• [Consignes à respecter] Reproduisez mot pour mot, du titre à la dernière phrase, l'extrait sur la souveraineté que le Fils livrera au Père.

DANS QUEL SENS EST-IL DIT QUE LE FILS LIVRERA LA SOUVERAINETÉ AU PÈRE.
- Lors donc que Notre-Seigneur Jésus-Christ remettra son royaume à Dieu le Père, il le remettra également au Fils et au Saint-Esprit : et c’est alors qu’il introduira les élus dans cette contemplation de Dieu, qui est le terme de toutes leurs bonnes oeuvres, et qui sera pour eux un repos éternel et une joie immortelle. Telle est la promesse que renferment ces paroles du Sauveur: « Je vous verrai de « nouveau, et votre coeur se réjouira, et nul ne vous ravira votre joie ( Id., XVI, 22 ) ». Marie, assise aux pieds de Jésus et écoutant sa parole, nous représente bien ce bonheur du ciel. Car, libre de toute action extérieure, et plongée dans la jouissance de la vérité suprême, autant du moins qu’elle nous est donnée pendant cette vie, elle figurait excellemment l’état immuable des élus. Marthe, au contraire, s’employait à des occupations bonnes et utiles, mais passagères, et auxquelles devait succéder un doux loisir, tandis que Marie se reposait en la parole du divin Sauveur. Aussi quand Marthe se plaignit de ce que sa soeur ne lui aidait pas, Jésus-Christ lui répondit-il : « Marie a choisi la meilleure part, qui ne lui sera pas ôtée (Luc., X, 42 ) ». Il ne dit point que la part de Marthe fût mauvaise, mais il dit que celle de Marie était meilleure, et il ajouta qu’elle ne lui serait pas ôtée. La première, qui a pour objet le soulagement de notre indigence, cessera avec cette indigence, et un éternel repos sera la récompense de son généreux dévouement. Mais la seconde subsistera toujours, parce que dans la Vision béatifique, Dieu sera toutes choses en tous ses élus, en sorte qu’ils n’éprouveront aucun autre désir, et qu’en sa lumière ils jouiront d’un parfait bonheur.

• [Données]

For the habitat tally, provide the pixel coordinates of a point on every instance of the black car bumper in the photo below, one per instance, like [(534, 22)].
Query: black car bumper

• [Réponse complète]
DANS QUEL SENS EST-IL DIT QUE LE FILS LIVRERA LA SOUVERAINETÉ AU PÈRE.
- Lors donc que Notre-Seigneur Jésus-Christ remettra son royaume à Dieu le Père, il le remettra également au Fils et au Saint-Esprit : et c’est alors qu’il introduira les élus dans cette contemplation de Dieu, qui est le terme de toutes leurs bonnes oeuvres, et qui sera pour eux un repos éternel et une joie immortelle. Telle est la promesse que renferment ces paroles du Sauveur: « Je vous verrai de « nouveau, et votre coeur se réjouira, et nul ne vous ravira votre joie ( Id., XVI, 22 ) ». Marie, assise aux pieds de Jésus et écoutant sa parole, nous représente bien ce bonheur du ciel. Car, libre de toute action extérieure, et plongée dans la jouissance de la vérité suprême, autant du moins qu’elle nous est donnée pendant cette vie, elle figurait excellemment l’état immuable des élus. Marthe, au contraire, s’employait à des occupations bonnes et utiles, mais passagères, et auxquelles devait succéder un doux loisir, tandis que Marie se reposait en la parole du divin Sauveur. Aussi quand Marthe se plaignit de ce que sa soeur ne lui aidait pas, Jésus-Christ lui répondit-il : « Marie a choisi la meilleure part, qui ne lui sera pas ôtée (Luc., X, 42 ) ». Il ne dit point que la part de Marthe fût mauvaise, mais il dit que celle de Marie était meilleure, et il ajouta qu’elle ne lui serait pas ôtée. La première, qui a pour objet le soulagement de notre indigence, cessera avec cette indigence, et un éternel repos sera la récompense de son généreux dévouement. Mais la seconde subsistera toujours, parce que dans la Vision béatifique, Dieu sera toutes choses en tous ses élus, en sorte qu’ils n’éprouveront aucun autre désir, et qu’en sa lumière ils jouiront d’un parfait bonheur.